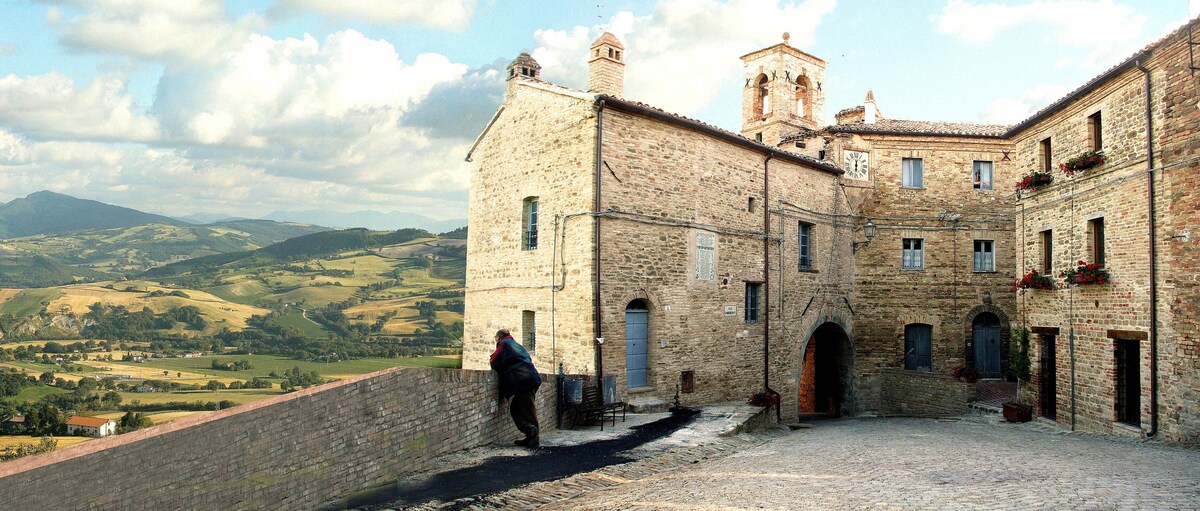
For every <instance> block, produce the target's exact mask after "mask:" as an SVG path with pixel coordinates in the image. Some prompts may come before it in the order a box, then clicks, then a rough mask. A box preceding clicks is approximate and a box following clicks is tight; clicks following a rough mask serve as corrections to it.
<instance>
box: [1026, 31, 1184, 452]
mask: <svg viewBox="0 0 1200 511" xmlns="http://www.w3.org/2000/svg"><path fill="white" fill-rule="evenodd" d="M1192 25H1193V26H1190V28H1188V29H1186V30H1192V31H1193V32H1195V31H1196V28H1195V22H1194V20H1193V23H1192ZM1186 30H1181V31H1177V32H1175V34H1172V35H1171V36H1169V37H1166V38H1165V40H1164V41H1163V42H1160V43H1159V44H1158V46H1157V47H1154V48H1153V49H1152V50H1151V54H1150V56H1148V58H1146V59H1144V64H1145V65H1146V67H1148V68H1150V71H1151V88H1152V89H1151V100H1150V106H1151V116H1152V122H1153V136H1152V138H1153V152H1154V161H1153V167H1154V169H1156V170H1154V172H1153V179H1154V187H1156V202H1154V209H1156V212H1154V218H1156V222H1157V224H1158V226H1157V232H1156V234H1154V239H1153V244H1154V250H1156V251H1157V253H1158V264H1157V278H1156V282H1157V284H1158V295H1157V297H1158V308H1157V315H1158V321H1157V337H1158V369H1159V375H1158V384H1159V395H1158V398H1159V408H1158V413H1159V429H1160V433H1162V435H1163V437H1164V438H1166V439H1169V440H1174V441H1198V440H1200V405H1198V404H1196V403H1200V377H1198V375H1196V374H1198V367H1200V343H1198V341H1196V339H1198V327H1196V318H1198V315H1200V297H1198V296H1200V287H1198V277H1196V275H1198V272H1196V263H1195V261H1196V260H1198V254H1200V242H1198V241H1200V240H1198V239H1196V238H1195V235H1192V236H1184V235H1183V233H1186V232H1189V230H1192V232H1194V230H1195V226H1198V222H1200V215H1198V214H1196V211H1198V209H1200V208H1198V206H1200V180H1198V179H1196V175H1198V173H1196V169H1198V162H1196V161H1195V158H1196V157H1198V156H1200V142H1198V138H1196V133H1198V130H1200V113H1198V112H1200V110H1198V107H1196V106H1198V103H1200V101H1198V100H1200V85H1198V82H1196V78H1194V77H1193V76H1192V73H1190V71H1189V70H1188V48H1187V38H1188V36H1187V31H1186ZM1193 37H1195V34H1194V35H1193ZM1145 108H1146V91H1145V82H1144V74H1142V73H1141V72H1140V71H1139V70H1138V68H1136V67H1133V68H1128V70H1126V71H1123V72H1121V73H1118V74H1116V76H1114V77H1111V78H1109V79H1106V80H1105V82H1103V83H1102V84H1099V86H1097V88H1096V89H1094V90H1092V91H1090V92H1087V94H1085V95H1082V96H1080V97H1079V98H1076V100H1074V101H1072V102H1070V103H1067V104H1064V106H1062V108H1060V109H1058V110H1056V112H1054V113H1052V114H1051V115H1048V116H1046V118H1045V119H1043V120H1040V121H1039V122H1037V124H1034V125H1032V126H1030V127H1028V128H1026V130H1024V131H1022V132H1021V133H1019V134H1018V136H1016V137H1015V143H1016V152H1018V162H1019V164H1020V166H1021V173H1022V174H1024V173H1027V172H1030V170H1032V169H1036V168H1037V169H1040V168H1042V166H1043V163H1044V158H1043V157H1042V151H1040V145H1039V144H1040V142H1042V140H1044V139H1045V138H1048V137H1049V138H1050V139H1051V143H1052V144H1051V146H1052V154H1051V158H1050V160H1051V164H1052V175H1055V182H1054V184H1052V185H1050V186H1046V187H1044V188H1042V190H1039V191H1037V192H1032V193H1027V194H1026V196H1025V197H1024V198H1022V200H1021V202H1020V204H1019V205H1018V254H1016V260H1018V266H1019V267H1018V275H1022V273H1024V272H1025V271H1028V270H1030V269H1032V267H1037V269H1038V270H1043V272H1044V269H1043V267H1042V266H1043V264H1042V252H1043V251H1042V239H1040V233H1042V232H1044V230H1048V229H1050V230H1052V233H1054V250H1052V252H1054V253H1052V257H1054V265H1052V270H1051V271H1052V275H1054V276H1055V277H1056V279H1057V281H1058V282H1060V283H1062V279H1060V278H1057V275H1058V273H1060V272H1061V271H1062V270H1064V269H1067V267H1070V266H1073V265H1074V263H1075V261H1076V260H1079V259H1085V260H1088V261H1091V260H1092V253H1093V242H1092V239H1091V236H1090V226H1088V222H1090V221H1092V220H1094V218H1097V217H1103V218H1104V229H1105V265H1106V269H1108V271H1109V273H1110V276H1111V279H1112V282H1111V283H1109V284H1104V285H1082V287H1070V288H1062V289H1057V290H1037V291H1026V293H1024V294H1022V295H1021V296H1020V297H1019V302H1018V303H1019V309H1020V320H1021V321H1022V323H1025V324H1027V325H1030V326H1034V327H1045V329H1054V327H1057V329H1058V336H1057V338H1056V343H1057V344H1056V345H1057V360H1055V367H1056V387H1057V396H1055V401H1056V404H1057V421H1058V422H1060V423H1062V425H1064V426H1073V427H1074V428H1076V429H1082V431H1096V432H1111V433H1120V434H1147V433H1148V432H1150V431H1151V419H1152V409H1151V396H1152V393H1151V385H1152V377H1151V359H1152V356H1151V353H1152V350H1151V341H1150V332H1151V321H1150V315H1151V314H1150V313H1151V309H1150V307H1151V306H1150V303H1151V296H1150V278H1151V277H1150V250H1151V242H1152V241H1151V239H1150V233H1148V222H1150V204H1148V200H1147V178H1146V168H1147V164H1148V162H1147V154H1146V119H1145ZM1096 112H1100V114H1102V125H1103V132H1104V137H1103V139H1104V142H1103V148H1102V149H1103V150H1104V152H1105V155H1106V156H1108V161H1106V162H1105V163H1104V164H1103V166H1100V167H1097V168H1093V169H1090V170H1086V172H1085V173H1082V174H1079V175H1076V176H1074V178H1067V176H1064V175H1063V174H1062V173H1061V172H1060V170H1058V168H1057V166H1058V163H1060V162H1062V161H1066V160H1067V158H1069V157H1073V156H1075V155H1078V154H1080V152H1082V151H1085V150H1088V149H1093V143H1092V137H1091V136H1090V133H1088V116H1090V115H1092V114H1094V113H1096ZM1043 339H1044V337H1042V336H1034V337H1033V341H1034V342H1033V345H1032V349H1033V353H1039V351H1040V349H1042V347H1040V342H1042V341H1043ZM1117 339H1123V341H1133V342H1135V343H1136V345H1138V348H1139V355H1140V359H1141V363H1140V367H1139V375H1140V391H1141V393H1140V414H1138V415H1139V421H1138V422H1140V425H1138V426H1136V427H1126V426H1122V425H1120V423H1118V421H1117V419H1118V416H1117V411H1116V408H1117V396H1116V393H1117V361H1116V357H1115V356H1114V348H1115V342H1116V341H1117ZM1072 345H1074V354H1075V355H1074V359H1073V360H1072V359H1070V355H1069V354H1070V348H1072ZM1033 362H1034V367H1033V373H1034V375H1033V381H1032V383H1033V384H1034V385H1033V386H1034V387H1037V386H1038V384H1040V374H1039V372H1040V371H1039V369H1040V367H1039V360H1037V357H1034V360H1033ZM1073 372H1074V377H1075V387H1074V389H1072V373H1073ZM1072 407H1074V416H1072ZM1073 421H1074V422H1073Z"/></svg>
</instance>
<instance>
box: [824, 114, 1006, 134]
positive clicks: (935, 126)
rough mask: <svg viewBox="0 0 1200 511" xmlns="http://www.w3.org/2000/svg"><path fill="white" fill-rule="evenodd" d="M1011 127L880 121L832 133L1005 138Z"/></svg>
mask: <svg viewBox="0 0 1200 511" xmlns="http://www.w3.org/2000/svg"><path fill="white" fill-rule="evenodd" d="M1009 127H1010V126H1009V125H983V124H974V122H941V121H908V120H902V119H880V120H877V121H875V122H872V124H866V122H853V124H846V125H834V126H829V127H827V128H826V130H827V131H829V132H830V133H839V132H840V133H883V134H932V136H948V137H996V138H1000V137H1003V136H1004V133H1006V132H1008V128H1009Z"/></svg>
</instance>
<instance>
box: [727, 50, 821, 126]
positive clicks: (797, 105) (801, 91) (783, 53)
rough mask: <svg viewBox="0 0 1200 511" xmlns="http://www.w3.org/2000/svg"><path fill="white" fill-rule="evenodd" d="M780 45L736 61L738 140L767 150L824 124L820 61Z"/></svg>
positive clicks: (750, 53) (802, 52)
mask: <svg viewBox="0 0 1200 511" xmlns="http://www.w3.org/2000/svg"><path fill="white" fill-rule="evenodd" d="M790 38H791V35H790V34H787V32H784V42H781V43H779V44H775V46H773V47H769V48H763V49H760V50H757V52H754V53H750V54H746V55H743V56H742V62H743V64H742V68H743V73H742V74H743V79H744V80H745V83H744V86H743V90H742V136H743V137H746V138H750V139H756V140H760V142H762V143H763V144H767V145H770V146H778V145H779V143H780V140H782V139H784V138H785V137H787V136H790V134H794V133H796V132H798V131H802V128H808V130H820V128H821V126H822V125H823V124H824V91H823V90H822V86H823V82H824V60H821V59H817V58H816V56H812V55H809V54H806V53H804V52H800V50H799V49H797V48H793V47H792V46H791V44H790V43H788V40H790Z"/></svg>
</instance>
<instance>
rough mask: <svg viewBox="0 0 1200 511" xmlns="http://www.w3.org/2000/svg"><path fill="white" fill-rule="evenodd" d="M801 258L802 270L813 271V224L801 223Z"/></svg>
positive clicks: (800, 261) (800, 223)
mask: <svg viewBox="0 0 1200 511" xmlns="http://www.w3.org/2000/svg"><path fill="white" fill-rule="evenodd" d="M798 238H799V240H798V245H799V257H800V270H811V269H812V224H811V223H804V222H800V224H799V236H798Z"/></svg>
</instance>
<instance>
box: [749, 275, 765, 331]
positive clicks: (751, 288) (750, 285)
mask: <svg viewBox="0 0 1200 511" xmlns="http://www.w3.org/2000/svg"><path fill="white" fill-rule="evenodd" d="M761 290H762V284H761V283H758V282H746V323H758V291H761Z"/></svg>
************
■ Task item ■
Copy out the rows word for word, from the start of the rows through the line containing "box: [1026, 31, 1184, 452]", including that line. Leave out the pictures.

■ Your response ■
For every <instance> block, produce the target's exact mask after "mask:" as an SVG path with pixel coordinates in the image. Some prompts may come before it in the order a box, then clicks, then a rough mask. A box preceding clicks is approximate and a box following clicks is tight; clicks following a rough mask serve as corrections to it.
<instance>
box: [1026, 31, 1184, 452]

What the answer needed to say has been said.